Zur Zukunft der Demokratie in Europa
Ein Gespräch
Michel Dormal: Lassen Sie uns zum Einstieg zurückblicken auf die Folgen der Europawahl 2019. Ist das Modell europäischer Spitzenkandidaturen mit der Nominierung von Frau von der Leyen, die ja mit den Wahlen ursprünglich gar nichts zu tun hatte, gestorben? Werden die Entscheidungen jetzt wieder von den Regierungschefs ausgeklüngelt?
Emanuel Richter: Ich denke nicht, dass das Modell gestorben ist. Aber der Versuch seiner Anwendung ist dieses Mal gründlich schiefgegangen. Auch, weil man es von Seiten der Parlamentarier und der Parteienfamilien zu verbissen betrieben hat. Aber ganz sicher wird das bei der nächsten Wahl wieder Thema werden. Das Europäische Parlament wird für dieses Verfahren kämpfen. Das gehört zu seinem Selbstverständnis. Mit Manfred Weber als Spitzenkandidat ist es schiefgelaufen, weil er nicht das Einverständnis von allen wichtigen Akteuren hatte. Man müsste es so gestalten, dass man im Vorhinein weiß, wer von den Regierungschefs mitspielt und wer sich querstellt. Wenn man das löst, kann man das Prinzip durchsetzen.

== == ==

● **SCHRIFTLICHE AUFGABE A**: Prüfen Sie, ob die folgenden Aussagen mit dem Gespräch zur Zukunft der Demokratie in Europa übereinstimmen, und antworten Sie jeweils mit Ja oder Nein samt den entscheidenden Worten des Gesprächs als wörtlichem Zitat: (i) Emanuel Richter hält das Modell der europäischen Spitzenkandidaturen für gestorben. (ii) Nach Richter ist es mit Manfred Weber schiefgelaufen, weil er nicht das Einverständnis aller wichtigen Akteure hatte. (iii) Richter erwartet, dass das Europäische Parlament das Verfahren aufgeben wird.
● **SCHRIFTLICHE AUFGABE B**: Setzen Sie das Gespräch zur Zukunft der Demokratie in Europa im Anschluss an seinen letzten Satz fort.

== == ==

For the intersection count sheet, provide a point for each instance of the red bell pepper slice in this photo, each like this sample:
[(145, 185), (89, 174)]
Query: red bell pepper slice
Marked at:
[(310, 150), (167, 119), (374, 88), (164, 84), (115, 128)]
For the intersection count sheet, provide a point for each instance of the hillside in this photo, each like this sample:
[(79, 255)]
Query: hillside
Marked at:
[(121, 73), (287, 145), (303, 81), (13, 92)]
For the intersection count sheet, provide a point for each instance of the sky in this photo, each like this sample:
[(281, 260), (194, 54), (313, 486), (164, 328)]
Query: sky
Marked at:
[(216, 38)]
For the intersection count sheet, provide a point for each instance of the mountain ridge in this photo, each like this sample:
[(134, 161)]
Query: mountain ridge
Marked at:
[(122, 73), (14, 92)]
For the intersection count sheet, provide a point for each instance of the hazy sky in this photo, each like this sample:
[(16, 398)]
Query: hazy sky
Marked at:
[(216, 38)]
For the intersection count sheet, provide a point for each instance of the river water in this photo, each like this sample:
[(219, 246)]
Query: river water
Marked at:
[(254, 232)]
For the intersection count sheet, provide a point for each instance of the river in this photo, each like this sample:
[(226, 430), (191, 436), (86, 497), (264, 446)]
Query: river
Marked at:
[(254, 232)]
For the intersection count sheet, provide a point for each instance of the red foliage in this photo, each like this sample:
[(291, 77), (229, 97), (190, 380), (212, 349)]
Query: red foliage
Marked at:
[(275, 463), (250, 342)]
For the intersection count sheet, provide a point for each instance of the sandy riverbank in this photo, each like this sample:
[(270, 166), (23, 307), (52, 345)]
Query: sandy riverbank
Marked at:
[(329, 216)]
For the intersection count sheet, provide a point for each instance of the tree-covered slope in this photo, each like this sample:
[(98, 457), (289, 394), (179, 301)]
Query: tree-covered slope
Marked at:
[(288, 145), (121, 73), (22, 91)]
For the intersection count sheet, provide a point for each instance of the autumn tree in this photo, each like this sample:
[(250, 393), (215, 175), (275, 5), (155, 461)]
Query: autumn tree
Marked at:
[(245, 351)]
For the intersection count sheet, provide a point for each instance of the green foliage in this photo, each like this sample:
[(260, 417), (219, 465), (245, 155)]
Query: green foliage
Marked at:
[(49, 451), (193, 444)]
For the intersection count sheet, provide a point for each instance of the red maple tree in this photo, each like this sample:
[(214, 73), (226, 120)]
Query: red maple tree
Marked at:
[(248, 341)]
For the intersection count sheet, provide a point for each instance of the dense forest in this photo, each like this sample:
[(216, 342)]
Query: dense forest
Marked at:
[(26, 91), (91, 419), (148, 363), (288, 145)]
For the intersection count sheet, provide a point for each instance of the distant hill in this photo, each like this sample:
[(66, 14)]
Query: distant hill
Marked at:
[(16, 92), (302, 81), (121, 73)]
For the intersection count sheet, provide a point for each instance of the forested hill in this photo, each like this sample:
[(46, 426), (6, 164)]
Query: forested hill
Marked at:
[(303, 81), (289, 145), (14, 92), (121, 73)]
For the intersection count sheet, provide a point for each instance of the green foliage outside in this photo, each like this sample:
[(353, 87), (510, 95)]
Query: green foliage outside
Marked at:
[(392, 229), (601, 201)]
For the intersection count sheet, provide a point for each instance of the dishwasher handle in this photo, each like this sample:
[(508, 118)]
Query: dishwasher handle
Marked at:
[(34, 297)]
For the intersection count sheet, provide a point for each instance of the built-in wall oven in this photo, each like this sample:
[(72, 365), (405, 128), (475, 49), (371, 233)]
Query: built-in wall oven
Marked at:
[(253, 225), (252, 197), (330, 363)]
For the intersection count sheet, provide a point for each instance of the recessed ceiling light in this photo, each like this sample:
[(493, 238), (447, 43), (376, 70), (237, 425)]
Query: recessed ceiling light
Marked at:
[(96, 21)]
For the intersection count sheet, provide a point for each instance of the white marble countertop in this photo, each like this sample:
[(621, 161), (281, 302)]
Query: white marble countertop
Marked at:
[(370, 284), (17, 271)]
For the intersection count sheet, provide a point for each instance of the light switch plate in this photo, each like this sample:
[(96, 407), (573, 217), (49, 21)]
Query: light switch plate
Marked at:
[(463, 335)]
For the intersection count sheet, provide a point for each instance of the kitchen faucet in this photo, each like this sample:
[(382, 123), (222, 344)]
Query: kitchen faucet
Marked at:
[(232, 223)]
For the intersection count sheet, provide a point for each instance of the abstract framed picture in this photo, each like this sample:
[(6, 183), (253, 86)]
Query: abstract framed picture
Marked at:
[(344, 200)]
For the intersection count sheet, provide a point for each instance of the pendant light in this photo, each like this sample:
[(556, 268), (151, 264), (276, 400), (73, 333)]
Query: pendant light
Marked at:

== == ==

● **SCHRIFTLICHE ANTWORT A**:
(i) Nein – „Ich denke nicht, dass das Modell gestorben ist.“
(ii) Ja – „Mit Manfred Weber als Spitzenkandidat ist es schiefgelaufen, weil er nicht das Einverständnis von allen wichtigen Akteuren hatte.“
(iii) Nein – „Das Europäische Parlament wird für dieses Verfahren kämpfen.“

● **SCHRIFTLICHE ANTWORT B**:
M.D.: Wie ist es denn sonst um die Demokratie in Europa bestellt?
E.R.: Die ganze Demokratiefrage tritt aktuell stark hinter die praktische Politik zurück. Die EU steht vor existenziellen Fragen wie dem Brexit, der die Agenda dominiert. Denn der Brexit ist ja auch eine Krise des europäischen Projekts: Warum verkleinert sich die EU, nachdem sie sich die ganzen Jahre zuvor immer rasant vergrößerte? Soll Europa sich in Zukunft überhaupt noch erweitern? Ist der Erweiterungsprozess vor dem Hintergrund des Austritts eines Mitglieds nicht erstmal anzuhalten? In der Tat stocken ja die Erweiterungsrunden mit den Balkan-Staaten. Und dann das schwierige Verhältnis zu den USA, Stichwort „Handelskrieg“. Schließlich klappt es nicht mit der Angleichung des Wirtschaftsniveaus im Kreis der Mitgliedstaaten. All das erschüttert das europäische Einigungswerk in seinen Grundfesten. Das, wofür Europa einst geschaffen wurde, wird in Frage gestellt.
M.D.: Und die Demokratie? Gehört die Ihrer Ansicht nach nicht zu dem, wofür Europa geschaffen wurde? Denn so wird es ja in der Öffentlichkeit oft dargestellt. Der Lissabon-Vertrag etwa führt zu Beginn „Freiheit, Demokratie, Gleichheit“ als Grundwerte der EU an.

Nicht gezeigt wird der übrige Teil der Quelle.